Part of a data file
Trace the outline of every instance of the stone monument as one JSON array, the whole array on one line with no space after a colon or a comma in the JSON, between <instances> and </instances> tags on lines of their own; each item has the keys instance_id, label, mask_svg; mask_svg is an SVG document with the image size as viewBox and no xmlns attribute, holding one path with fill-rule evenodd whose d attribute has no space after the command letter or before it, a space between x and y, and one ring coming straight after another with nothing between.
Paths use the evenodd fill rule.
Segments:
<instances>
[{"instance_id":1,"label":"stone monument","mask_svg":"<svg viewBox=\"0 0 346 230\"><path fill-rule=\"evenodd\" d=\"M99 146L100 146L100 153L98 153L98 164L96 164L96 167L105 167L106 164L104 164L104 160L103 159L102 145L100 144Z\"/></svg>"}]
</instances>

Set exercise = Put all of the records above into a two-column CSV with the header columns "input" and "output" and one row per record. Place the record's text in "input" and its answer in "output", wrap every field in double quotes, and replace line breaks inside a field with spaces.

Reply =
input,output
"Trace the outline of every instance of the stone monument as one JSON array, the whole array on one line with no space after a colon or a comma in the JSON, between <instances> and </instances> tags on lines of their own; each item has the keys instance_id, label, mask_svg; mask_svg is an SVG document with the image size as viewBox and no xmlns attribute, holding one path with fill-rule evenodd whose d attribute has no space after the command letter or before it, a space between x and y, and one ring coming straight after another with nothing between. Paths use the evenodd fill rule. Segments:","<instances> [{""instance_id"":1,""label"":""stone monument"",""mask_svg"":""<svg viewBox=\""0 0 346 230\""><path fill-rule=\""evenodd\"" d=\""M99 146L100 146L100 153L98 153L98 164L96 164L96 167L105 167L106 164L104 164L104 160L103 159L102 145L100 144Z\""/></svg>""}] </instances>"